- _WORK REQUEST_
Reproduce exactly the lines of the material beneath, from the line that contains "# mark the vase, one" to the line that contains "column 22, row 85", both included, and no other lines.

──────── TASK INPUTS ────────

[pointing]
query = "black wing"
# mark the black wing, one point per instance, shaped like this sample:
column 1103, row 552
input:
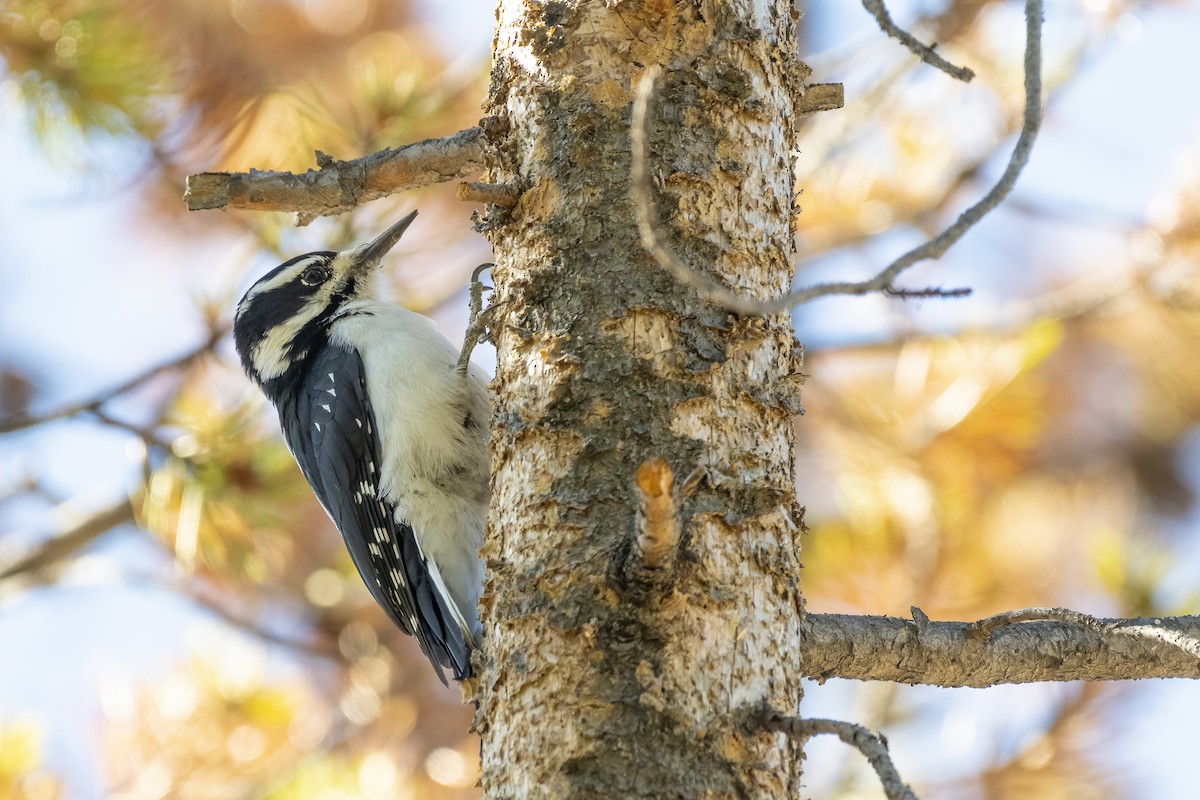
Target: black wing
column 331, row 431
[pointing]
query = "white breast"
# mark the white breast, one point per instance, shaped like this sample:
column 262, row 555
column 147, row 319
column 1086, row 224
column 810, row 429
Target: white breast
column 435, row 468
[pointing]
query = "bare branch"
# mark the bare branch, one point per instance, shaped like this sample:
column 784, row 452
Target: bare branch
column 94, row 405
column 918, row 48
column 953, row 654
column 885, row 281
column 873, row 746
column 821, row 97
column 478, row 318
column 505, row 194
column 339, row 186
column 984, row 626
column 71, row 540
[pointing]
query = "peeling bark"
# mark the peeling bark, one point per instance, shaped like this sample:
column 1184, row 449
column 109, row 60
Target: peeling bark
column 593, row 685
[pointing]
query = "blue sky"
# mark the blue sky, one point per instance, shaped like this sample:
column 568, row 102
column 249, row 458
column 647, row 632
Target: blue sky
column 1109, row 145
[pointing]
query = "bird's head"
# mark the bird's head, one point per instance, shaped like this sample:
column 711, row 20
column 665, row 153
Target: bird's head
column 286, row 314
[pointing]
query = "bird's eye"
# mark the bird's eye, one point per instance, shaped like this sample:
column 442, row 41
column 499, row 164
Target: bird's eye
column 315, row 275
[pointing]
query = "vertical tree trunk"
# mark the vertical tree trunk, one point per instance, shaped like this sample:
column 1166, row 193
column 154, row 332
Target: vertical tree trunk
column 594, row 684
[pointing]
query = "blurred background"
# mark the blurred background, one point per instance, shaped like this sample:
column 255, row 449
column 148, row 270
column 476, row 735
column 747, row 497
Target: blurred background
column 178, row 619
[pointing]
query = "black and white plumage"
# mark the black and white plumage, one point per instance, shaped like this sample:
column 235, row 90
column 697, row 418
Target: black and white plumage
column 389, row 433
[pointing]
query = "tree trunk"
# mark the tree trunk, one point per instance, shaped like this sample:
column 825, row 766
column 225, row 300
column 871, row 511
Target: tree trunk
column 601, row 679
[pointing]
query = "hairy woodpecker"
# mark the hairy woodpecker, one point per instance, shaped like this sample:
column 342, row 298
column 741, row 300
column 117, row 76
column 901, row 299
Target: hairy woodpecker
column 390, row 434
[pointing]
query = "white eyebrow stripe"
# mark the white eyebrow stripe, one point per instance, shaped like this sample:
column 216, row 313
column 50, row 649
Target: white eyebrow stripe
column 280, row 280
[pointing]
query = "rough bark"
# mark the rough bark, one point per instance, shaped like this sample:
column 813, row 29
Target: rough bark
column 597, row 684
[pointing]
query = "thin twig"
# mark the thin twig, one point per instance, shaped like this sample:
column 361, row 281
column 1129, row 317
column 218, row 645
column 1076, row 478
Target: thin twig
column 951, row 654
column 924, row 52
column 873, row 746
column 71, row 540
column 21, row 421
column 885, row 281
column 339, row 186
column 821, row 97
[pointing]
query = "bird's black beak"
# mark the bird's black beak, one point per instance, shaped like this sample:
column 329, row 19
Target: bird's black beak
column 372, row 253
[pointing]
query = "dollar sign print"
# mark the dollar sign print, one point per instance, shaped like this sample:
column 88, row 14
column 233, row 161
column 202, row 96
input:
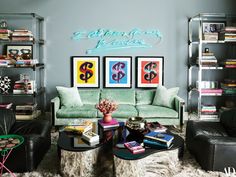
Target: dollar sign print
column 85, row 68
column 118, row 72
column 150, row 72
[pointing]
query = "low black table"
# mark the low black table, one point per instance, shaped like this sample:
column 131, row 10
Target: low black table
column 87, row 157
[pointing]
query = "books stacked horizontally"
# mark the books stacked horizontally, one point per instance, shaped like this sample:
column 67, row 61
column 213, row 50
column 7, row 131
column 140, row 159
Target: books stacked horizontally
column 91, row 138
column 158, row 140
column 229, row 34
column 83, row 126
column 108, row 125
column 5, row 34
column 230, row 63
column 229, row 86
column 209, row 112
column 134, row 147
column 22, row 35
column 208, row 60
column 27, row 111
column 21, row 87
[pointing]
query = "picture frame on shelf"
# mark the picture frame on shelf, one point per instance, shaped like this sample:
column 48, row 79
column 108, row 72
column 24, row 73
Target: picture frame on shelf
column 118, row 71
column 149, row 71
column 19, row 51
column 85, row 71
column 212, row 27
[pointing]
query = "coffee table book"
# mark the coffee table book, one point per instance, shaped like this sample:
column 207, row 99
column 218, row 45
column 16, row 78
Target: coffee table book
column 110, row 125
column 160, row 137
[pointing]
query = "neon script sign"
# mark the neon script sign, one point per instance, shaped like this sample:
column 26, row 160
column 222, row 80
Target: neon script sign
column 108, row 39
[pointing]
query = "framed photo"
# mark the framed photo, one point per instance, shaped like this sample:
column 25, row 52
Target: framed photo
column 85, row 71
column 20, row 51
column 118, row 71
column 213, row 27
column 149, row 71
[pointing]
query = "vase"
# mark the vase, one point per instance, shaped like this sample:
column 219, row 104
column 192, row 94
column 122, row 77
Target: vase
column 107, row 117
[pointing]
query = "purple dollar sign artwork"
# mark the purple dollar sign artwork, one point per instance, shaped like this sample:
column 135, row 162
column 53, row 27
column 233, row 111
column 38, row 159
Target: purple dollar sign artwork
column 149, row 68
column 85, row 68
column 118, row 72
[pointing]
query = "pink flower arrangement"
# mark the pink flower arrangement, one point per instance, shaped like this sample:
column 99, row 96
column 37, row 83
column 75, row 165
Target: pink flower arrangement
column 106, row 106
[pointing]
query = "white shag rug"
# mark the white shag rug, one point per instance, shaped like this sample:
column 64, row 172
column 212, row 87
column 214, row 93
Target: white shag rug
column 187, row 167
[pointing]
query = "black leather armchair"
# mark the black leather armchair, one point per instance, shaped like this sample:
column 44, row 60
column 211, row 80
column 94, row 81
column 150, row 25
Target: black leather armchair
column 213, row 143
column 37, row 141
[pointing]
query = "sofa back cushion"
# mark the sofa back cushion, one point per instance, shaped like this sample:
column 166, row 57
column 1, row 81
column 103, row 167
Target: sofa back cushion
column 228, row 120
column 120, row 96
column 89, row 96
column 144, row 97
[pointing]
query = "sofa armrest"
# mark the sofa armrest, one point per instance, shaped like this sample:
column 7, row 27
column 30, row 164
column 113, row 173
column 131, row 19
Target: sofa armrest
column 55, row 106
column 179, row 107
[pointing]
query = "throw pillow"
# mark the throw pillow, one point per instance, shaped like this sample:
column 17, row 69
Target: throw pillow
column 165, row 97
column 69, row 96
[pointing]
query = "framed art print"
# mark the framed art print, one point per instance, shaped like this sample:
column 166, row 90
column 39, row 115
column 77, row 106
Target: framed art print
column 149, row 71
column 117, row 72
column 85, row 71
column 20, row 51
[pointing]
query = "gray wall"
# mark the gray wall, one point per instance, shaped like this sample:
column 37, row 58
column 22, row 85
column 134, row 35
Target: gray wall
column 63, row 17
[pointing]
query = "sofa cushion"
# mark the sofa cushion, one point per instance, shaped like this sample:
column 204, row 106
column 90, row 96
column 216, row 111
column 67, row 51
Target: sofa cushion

────────

- _EXERCISE RESULT_
# mark the vase, one point per instance, shaped like this sample:
column 219, row 104
column 192, row 94
column 122, row 77
Target: vase
column 107, row 117
[pointing]
query = "purple dollar sign artwork"
# mark the purple dollar sign artwork, one point per instance, shaped like this sample:
column 135, row 162
column 53, row 27
column 233, row 111
column 38, row 159
Target: purple dollar sign artwork
column 149, row 68
column 85, row 68
column 118, row 72
[pointing]
query = "pink flower arrangement"
# mark the pink flower arrangement, one point per instance, shaped like this sample:
column 99, row 96
column 37, row 83
column 75, row 165
Target: pink flower arrangement
column 106, row 106
[pointing]
query = "white shag rug"
# mark the white shag rug, one point per instance, shaped like this sample:
column 64, row 172
column 212, row 87
column 214, row 93
Target: white shag rug
column 187, row 167
[pointing]
query = "black leather armchair"
# mark the black leather armchair, one point per instance, shaped like this sample:
column 44, row 60
column 211, row 80
column 94, row 81
column 150, row 25
Target: black leather armchair
column 213, row 143
column 37, row 141
[pointing]
query = "sofa back cushion"
# mark the sofa back cushion, one point per instance, shaped like this sample:
column 166, row 57
column 1, row 81
column 103, row 167
Target: sofa back cushion
column 228, row 120
column 120, row 96
column 89, row 96
column 144, row 97
[pointing]
query = "sofa armrest"
# mark the sofa armrest, one point per instance, shaped like this sample:
column 7, row 27
column 30, row 164
column 113, row 173
column 131, row 19
Target: sofa armrest
column 55, row 106
column 179, row 107
[pointing]
query = "throw pillow"
# mark the throw pillow, one point per instance, shaped like this sample:
column 17, row 69
Target: throw pillow
column 165, row 97
column 69, row 96
[pointing]
query = "framed art print"
# mark the framed art print, one point per instance, shaped like this sample:
column 166, row 90
column 39, row 115
column 77, row 106
Target: framed art print
column 149, row 71
column 117, row 72
column 85, row 71
column 20, row 51
[pointing]
query = "gray wall"
# mark the gray wall, one point per instance, shaped like this sample:
column 37, row 58
column 22, row 85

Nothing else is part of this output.